— start Dataset extract —

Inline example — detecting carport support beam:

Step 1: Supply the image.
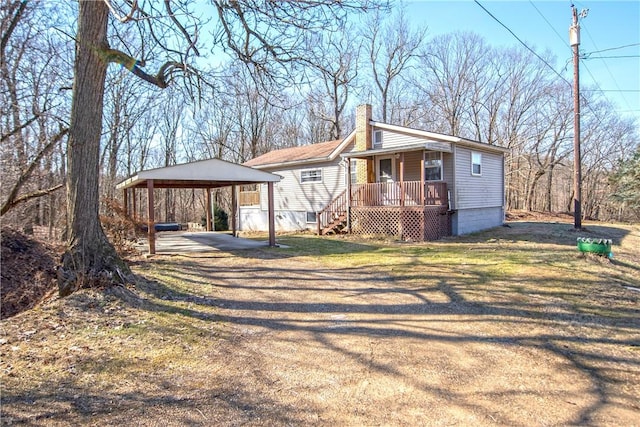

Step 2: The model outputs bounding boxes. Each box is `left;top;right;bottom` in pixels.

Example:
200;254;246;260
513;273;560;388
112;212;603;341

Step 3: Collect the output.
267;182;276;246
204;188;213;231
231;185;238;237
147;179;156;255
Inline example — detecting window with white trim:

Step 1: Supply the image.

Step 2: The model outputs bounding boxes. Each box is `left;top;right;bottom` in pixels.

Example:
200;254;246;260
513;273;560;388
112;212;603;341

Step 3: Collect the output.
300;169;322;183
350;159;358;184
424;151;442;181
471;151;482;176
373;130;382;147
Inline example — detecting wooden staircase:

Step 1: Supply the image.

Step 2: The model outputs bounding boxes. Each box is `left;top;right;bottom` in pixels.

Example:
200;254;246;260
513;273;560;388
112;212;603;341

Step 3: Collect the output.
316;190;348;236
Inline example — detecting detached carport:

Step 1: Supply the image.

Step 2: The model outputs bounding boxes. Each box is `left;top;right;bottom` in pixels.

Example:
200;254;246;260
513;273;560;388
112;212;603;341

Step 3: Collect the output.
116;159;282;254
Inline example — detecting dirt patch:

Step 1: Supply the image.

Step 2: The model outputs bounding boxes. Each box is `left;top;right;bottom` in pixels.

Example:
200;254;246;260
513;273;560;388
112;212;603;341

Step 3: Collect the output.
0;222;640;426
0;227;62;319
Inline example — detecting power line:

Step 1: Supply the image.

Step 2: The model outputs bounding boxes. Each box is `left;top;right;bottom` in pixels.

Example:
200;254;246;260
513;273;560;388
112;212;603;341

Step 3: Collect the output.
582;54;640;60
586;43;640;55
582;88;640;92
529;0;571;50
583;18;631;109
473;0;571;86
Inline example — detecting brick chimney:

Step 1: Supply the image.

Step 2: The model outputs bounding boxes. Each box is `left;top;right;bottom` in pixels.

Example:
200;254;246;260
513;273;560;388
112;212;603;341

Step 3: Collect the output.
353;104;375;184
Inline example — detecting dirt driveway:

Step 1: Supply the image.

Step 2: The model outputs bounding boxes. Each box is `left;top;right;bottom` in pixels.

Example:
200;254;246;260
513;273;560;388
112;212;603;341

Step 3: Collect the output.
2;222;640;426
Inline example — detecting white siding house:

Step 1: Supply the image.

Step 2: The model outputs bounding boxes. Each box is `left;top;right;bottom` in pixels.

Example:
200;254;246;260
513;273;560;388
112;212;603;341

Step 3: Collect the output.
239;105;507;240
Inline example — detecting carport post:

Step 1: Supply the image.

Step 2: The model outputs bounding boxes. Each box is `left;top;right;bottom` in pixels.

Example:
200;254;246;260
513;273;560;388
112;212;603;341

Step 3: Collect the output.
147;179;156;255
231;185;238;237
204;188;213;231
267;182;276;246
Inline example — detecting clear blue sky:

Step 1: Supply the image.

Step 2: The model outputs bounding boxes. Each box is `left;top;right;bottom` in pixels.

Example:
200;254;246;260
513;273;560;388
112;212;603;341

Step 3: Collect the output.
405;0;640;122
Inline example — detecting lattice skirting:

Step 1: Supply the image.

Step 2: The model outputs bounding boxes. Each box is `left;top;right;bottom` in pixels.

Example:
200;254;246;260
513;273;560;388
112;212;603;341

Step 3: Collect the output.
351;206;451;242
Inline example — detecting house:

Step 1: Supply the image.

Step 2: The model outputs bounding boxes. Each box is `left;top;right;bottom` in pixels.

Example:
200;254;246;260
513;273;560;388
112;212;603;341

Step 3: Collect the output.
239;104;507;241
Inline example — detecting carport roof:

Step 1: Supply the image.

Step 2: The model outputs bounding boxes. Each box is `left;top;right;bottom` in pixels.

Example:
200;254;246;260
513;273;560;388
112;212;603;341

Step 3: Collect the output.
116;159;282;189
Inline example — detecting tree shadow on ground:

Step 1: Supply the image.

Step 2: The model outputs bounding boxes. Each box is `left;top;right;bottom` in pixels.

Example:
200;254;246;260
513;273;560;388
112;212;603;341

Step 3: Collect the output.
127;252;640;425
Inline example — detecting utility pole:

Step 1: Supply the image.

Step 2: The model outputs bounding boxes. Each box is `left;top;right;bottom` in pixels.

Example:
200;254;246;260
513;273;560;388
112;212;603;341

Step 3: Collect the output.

— end Dataset extract —

**Task description**
Please find every line in the data above that contains the word "carport", matching case exactly, and copy each of those lines in full.

**Exercise solution**
Inline example — detecting carport support beam:
Inline example — detecting detached carport:
Inline example — detecting carport post:
Inline example — detecting carport roof:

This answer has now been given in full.